■ Texto para leitura

Quais são as ações no STF que remetem à constitucionalidade do fim do voto de qualidade do Carf e o que elas questionam? 

Paulo Coimbra: As Ações Diretas de Inconstitucionalidade (ADIs) 6.399, 6.403 e 6.415 possuem como pauta a extinção do voto de qualidade. Elas discutem sobre possível declaração de incompatibilidade, com a Constituição Federal, do artigo 19-E da Lei 10.522, de 19 de julho de 2002, na redação dada pela Lei 13.988/20, que afasta o voto duplo do Fisco em casos de empate entre conselheiros do Conselho Administrativo de Recursos Fiscais (Carf).

Em 2020, a mencionada lei estabeleceu a: (i) vedação do voto de qualidade (entenda-se, voto duplo) no âmbito do Carf, caso haja empate no julgamento sobre a determinação e a exigência do crédito tributário; e (ii) determinação de que, nessa hipótese, a controvérsia seja resolvida de maneira favorável ao contribuinte.

Questiona-se, também, nas ADIs, a possibilidade de a Fazenda Pública ajuizar ação pleiteando o restabelecimento do crédito tributário na hipótese de a controvérsia ser resolvida de maneira favorável ao sujeito passivo, posteriormente ao empate no julgamento.

A ADI 6.399 foi proposta pelo procurador-geral da República, Augusto Aras, e aponta vício no processo legislativo (i) por inserção do tema ao projeto de lei mediante emenda parlamentar de matéria de iniciativa reservada ao presidente; e (ii) por ser matéria sem pertinência temática com o texto originário.

A ADI 6.403, proposta pelo o Partido Socialista Brasileiro, afirma que o fim do voto de qualidade “implicará a alteração da própria natureza do Carf, que passará a ter caráter eminentemente privado, pois os representantes dos contribuintes, indicados por entidades privadas, passam a ter poder decisório soberano.”

A ADI 6.415 foi proposta pela Associação Nacional dos Auditores Fiscais da Receita Federal do Brasil (ANFIP) e está centrada, basicamente, nos argumentos acima descritos.

Bruna Luppi e Breno Kingma: A discussão acerca da constitucionalidade do fim do voto de qualidade no Conselho Administrativo de Recursos Fiscais (Carf) chegou ao Supremo Tribunal Federal (STF) por meio das Ações Direta de Inconstitucionalidade (ADIs) 6.399, 6.403 e 6.415, todas com origem no Distrito Federal e respectivamente ajuizadas pela Procuradoria-Geral da República, Partido Socialista Brasileiro e Associação Nacional dos Auditores Fiscais da Receita Federal do Brasil (ANFIP).

Tais ADIs questionam especificamente o artigo 28 da Lei 13.988, de 14 de abril de 2020, que introduziu o artigo 19-E na Lei 10.522/02 para dispor que, nos casos em que houver empate no julgamento de processo administrativo de determinação e exigência do crédito tributário, não mais será aplicado o voto de qualidade, até então adotado pelo Carf com base no artigo 25, §9º do Decreto 70.235/72, como critério de desempate, resolvendo-se o julgamento a favor do contribuinte.

■ Instruções
(a) Segundo o texto sobre o fim do voto de qualidade do Carf, quem propôs a ADI 6.399?
(b) Dê continuidade ao texto sobre o fim do voto de qualidade do Carf, começando logo após a última frase.

■ Linhas
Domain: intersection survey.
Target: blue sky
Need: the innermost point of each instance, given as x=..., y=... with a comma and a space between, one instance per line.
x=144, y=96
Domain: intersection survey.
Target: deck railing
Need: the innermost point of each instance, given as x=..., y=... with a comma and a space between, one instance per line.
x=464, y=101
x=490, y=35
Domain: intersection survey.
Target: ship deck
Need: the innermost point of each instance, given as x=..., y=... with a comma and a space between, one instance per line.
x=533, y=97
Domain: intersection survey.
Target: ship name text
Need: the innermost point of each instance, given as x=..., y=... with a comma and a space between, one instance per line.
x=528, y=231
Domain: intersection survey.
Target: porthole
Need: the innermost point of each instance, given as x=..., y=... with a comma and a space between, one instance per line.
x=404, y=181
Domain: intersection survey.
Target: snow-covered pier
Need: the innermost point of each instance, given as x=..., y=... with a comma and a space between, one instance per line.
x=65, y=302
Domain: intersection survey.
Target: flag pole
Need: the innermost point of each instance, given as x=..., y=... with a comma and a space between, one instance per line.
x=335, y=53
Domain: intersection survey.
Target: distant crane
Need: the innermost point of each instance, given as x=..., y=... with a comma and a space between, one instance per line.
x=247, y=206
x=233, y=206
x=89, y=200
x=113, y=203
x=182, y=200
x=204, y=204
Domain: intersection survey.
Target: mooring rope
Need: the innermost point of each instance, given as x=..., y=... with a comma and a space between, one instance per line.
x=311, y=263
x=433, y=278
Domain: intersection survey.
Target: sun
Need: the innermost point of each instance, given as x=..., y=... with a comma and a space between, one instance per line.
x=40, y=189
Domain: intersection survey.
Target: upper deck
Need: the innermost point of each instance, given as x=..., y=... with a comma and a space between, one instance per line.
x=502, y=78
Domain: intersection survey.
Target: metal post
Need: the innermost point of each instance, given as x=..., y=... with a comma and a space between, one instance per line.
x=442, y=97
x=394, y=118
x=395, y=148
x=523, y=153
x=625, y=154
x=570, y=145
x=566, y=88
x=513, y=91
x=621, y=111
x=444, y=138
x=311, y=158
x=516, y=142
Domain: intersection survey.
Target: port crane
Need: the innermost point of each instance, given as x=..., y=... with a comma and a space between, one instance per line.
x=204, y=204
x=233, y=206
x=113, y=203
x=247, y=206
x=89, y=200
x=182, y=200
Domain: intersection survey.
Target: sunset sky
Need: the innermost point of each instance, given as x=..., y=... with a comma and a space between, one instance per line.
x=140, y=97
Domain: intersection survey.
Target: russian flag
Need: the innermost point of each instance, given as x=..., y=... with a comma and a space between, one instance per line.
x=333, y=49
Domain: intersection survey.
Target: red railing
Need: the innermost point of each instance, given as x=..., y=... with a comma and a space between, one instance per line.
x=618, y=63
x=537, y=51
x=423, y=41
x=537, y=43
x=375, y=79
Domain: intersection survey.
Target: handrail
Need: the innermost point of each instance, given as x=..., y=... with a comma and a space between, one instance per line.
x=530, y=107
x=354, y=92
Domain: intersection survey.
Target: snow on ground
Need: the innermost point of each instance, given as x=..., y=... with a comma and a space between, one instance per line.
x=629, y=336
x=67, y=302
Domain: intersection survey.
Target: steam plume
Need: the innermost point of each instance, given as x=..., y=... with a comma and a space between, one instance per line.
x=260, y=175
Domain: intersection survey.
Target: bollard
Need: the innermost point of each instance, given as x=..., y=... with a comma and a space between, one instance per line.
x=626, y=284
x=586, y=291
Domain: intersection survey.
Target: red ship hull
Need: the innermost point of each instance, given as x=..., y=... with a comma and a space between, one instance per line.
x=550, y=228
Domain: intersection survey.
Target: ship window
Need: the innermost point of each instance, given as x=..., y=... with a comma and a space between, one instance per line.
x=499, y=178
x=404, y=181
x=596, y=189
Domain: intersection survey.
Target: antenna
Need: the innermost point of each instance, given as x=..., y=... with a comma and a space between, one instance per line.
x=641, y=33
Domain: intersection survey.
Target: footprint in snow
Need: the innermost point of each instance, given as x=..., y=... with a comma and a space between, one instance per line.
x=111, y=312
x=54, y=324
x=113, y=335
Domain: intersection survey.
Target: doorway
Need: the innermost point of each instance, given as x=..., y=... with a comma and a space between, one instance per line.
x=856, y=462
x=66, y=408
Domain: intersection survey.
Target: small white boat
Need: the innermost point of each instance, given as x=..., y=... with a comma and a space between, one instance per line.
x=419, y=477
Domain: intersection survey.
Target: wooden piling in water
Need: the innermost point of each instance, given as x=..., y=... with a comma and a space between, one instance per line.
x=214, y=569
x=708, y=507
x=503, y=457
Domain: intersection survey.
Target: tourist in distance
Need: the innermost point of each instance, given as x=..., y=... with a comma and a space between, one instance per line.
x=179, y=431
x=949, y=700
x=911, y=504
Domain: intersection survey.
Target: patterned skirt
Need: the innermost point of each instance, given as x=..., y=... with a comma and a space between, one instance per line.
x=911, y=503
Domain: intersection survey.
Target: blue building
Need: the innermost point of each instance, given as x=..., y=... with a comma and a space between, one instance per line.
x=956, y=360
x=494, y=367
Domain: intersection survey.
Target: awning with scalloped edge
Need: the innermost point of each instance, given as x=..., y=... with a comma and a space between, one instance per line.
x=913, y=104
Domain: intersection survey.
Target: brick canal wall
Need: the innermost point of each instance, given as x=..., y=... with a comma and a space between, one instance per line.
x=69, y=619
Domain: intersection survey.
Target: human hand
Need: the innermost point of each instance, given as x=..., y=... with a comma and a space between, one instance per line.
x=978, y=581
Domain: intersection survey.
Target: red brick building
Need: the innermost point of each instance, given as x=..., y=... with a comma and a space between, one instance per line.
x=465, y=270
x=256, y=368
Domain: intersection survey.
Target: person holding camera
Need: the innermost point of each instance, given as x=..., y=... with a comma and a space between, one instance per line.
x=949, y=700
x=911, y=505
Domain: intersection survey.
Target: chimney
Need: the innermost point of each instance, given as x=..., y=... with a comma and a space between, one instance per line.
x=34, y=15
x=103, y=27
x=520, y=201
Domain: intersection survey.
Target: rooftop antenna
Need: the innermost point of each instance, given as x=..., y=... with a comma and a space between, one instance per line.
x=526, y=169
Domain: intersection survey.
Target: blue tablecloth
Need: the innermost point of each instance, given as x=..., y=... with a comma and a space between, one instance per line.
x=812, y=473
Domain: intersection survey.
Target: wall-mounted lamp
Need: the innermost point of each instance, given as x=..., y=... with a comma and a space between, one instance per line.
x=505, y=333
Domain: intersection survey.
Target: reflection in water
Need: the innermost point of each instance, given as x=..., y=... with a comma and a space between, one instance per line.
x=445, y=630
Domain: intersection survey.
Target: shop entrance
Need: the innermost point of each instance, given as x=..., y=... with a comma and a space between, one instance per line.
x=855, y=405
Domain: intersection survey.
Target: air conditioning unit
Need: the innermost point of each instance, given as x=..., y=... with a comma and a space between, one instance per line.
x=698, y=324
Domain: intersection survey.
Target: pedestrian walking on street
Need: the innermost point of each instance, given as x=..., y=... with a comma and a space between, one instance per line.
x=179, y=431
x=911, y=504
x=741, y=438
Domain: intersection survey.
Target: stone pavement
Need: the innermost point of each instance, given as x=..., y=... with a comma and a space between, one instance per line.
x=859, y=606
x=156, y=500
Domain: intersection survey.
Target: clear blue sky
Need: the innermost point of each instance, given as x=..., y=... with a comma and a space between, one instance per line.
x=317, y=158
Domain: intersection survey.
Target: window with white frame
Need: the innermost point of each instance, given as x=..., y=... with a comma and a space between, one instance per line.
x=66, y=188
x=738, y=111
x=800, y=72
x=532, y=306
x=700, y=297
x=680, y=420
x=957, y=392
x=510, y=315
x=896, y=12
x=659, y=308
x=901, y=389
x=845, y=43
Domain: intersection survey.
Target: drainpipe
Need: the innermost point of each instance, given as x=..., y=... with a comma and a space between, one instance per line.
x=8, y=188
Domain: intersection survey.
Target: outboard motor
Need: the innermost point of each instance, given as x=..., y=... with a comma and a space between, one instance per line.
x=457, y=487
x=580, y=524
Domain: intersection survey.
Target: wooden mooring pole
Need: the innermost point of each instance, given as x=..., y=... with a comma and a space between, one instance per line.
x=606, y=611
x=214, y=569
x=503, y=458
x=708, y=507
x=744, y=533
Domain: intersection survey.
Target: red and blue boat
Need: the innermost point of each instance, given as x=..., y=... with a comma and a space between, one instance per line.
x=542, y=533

■ Respostas dadas
(a) O procurador-geral da República, Augusto Aras.

(b)
A tese central defendida nas referidas ADIs é a existência de uma inconstitucionalidade formal em razão de vício no processo legislativo já que, por meio de emenda parlamentar, foi inserida em lei (Lei 13.988/20) de conversão de medida provisória (MP 899/19), matéria de iniciativa reservada e sem pertinência quanto ao tema em relação ao texto original da medida provisória, que tratou da transação em matéria tributária para a negociação extrajudicial de créditos tributários.

Também se alega a existência de inconstitucionalidade material pois, em linhas gerais, não mais caberá ao Estado decidir sobre a exigência de tributos por meio dos seus representantes, mas sim a representantes do ambiente privado e associados a interesses específicos. Essa situação implicaria em violação à soberania, aos princípios da legalidade e da impessoalidade, inafastabilidade do controle jurisdicional, segurança jurídica e ao devido processo legal substantivo. Além disso, reforçaria a força representativa privada sobre o órgão público por não mais prevalecer o entendimento do representante da Fazenda em caso de empate no julgamento pelo Carf.

No entanto, esse argumento de inconstitucionalidade material trazido nas ADIs se mostra equivocado, uma vez que, que enquanto integrantes do Carf, os conselheiros do Fisco ou dos contribuintes se colocam na posição de julgadores, não podendo prevalecer uma errônea ideia de que uns defendem o Fisco e outros os contribuintes. Tanto é assim que um representante do Fisco poderá votar a favor dos contribuintes e vice-versa.

Ligia Merlo: A Lei 13.988/20, que teve origem da conversão em Lei da Medida Provisória 899/19, acabou gerando repercussão desde o início de sua vigência uma vez que, ao incluir o artigo 19-E na Lei 10.522/02, foi responsável por dar fim ao voto de qualidade no Conselho Administrativo de Recursos Fiscais (Carf).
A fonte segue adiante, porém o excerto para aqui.